TEXTE À LIRE »
▬▬▬
Face aux pénuries qui frappent certaines molécules, le gouvernement français a déclaré son intention de sécuriser l’approvisionnement de 450 médicaments «essentiels», parmi lesquels une cinquantaine dont la production devra être relocalisée. La liste a été publiée le 13 juin sur le site du ministère de la Santé et de la Prévention.
Cette déclaration s’inscrit dans une volonté de favoriser des mesures de renforcement des capacités françaises de production de médicaments. La France dépend en effet à hauteur de 60 à 80% des importations, notamment de la Chine, pour la production de médicaments matures (antibiotiques, produits d’anesthésie, etc.). L’année dernière, la France a fait face à une pénurie inédite selon l’Agence nationale de sécurité du médicament et des produits de santé (ANSM): 3747 ruptures d’approvisionnement ont été signalées en 2022, contre seulement 871 en 2018.
Une liste évolutive mais déjà critiquée
Si l’initiative est globalement considérée comme bienvenue, la composition de la liste fait déjà débat. Pour la revue Prescrire, cette liste «comprend des médicaments inutiles, voire à écarter des soins, et en omet d’autres qui sont réellement essentiels dans de nombreuses situations de soins courantes». Plus encore, «la méthode d’élaboration de cette liste et la gestion des conflits d’intérêts posent problème par leur opacité».
▬▬▬
CONSIGNE » Rédigez, s'il vous plaît, la suite du texte ci-dessus sur la liste des médicaments essentiels, en reprenant après sa dernière phrase.

DONNÉES FOURNIES »
▬▬▬
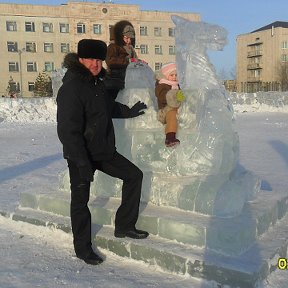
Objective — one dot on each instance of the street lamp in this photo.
(20, 51)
▬▬▬
RÉPONSE »
La Société Française de Lutte contre le Sida (SFLS), qui n’a pas été sollicitée pour l’élaboration de cette liste, s’inquiète, elle, «de ne voir apparaître aucun des antirétroviraux ayant fait la preuve de leur efficacité dans le traitement et la prévention de l’infection par le VIH» et rappelle que «l’interruption liée à l’indisponibilité de ces antirétroviraux peut conduire à des situations individuelles et collectives dramatiques».
La SFLS regrette que «plusieurs médicaments qui ne figurent pas sur cette liste ont été reconnus comme essentiels et intégrés dans des plans de santé publique», notamment dans le champ de la santé sexuelle et elle s’étonne que «dans le document du ministère de la Santé et de la Prévention, la santé sexuelle soit réduite aux seules IVG médicamenteuse et contraception d’urgence, en contradiction avec la Stratégie nationale de santé sexuelle (SNSS)».
La liste est présentée comme «évolutive» sur le site du ministère. La SFLS recommande qu’y soient au moins ajoutées une à deux molécules de chaque principale classe d’antirétroviraux, en favorisant «celles qui sont actuellement recommandées en première ligne de traitement et celles dont le brevet est passé dans le domaine public».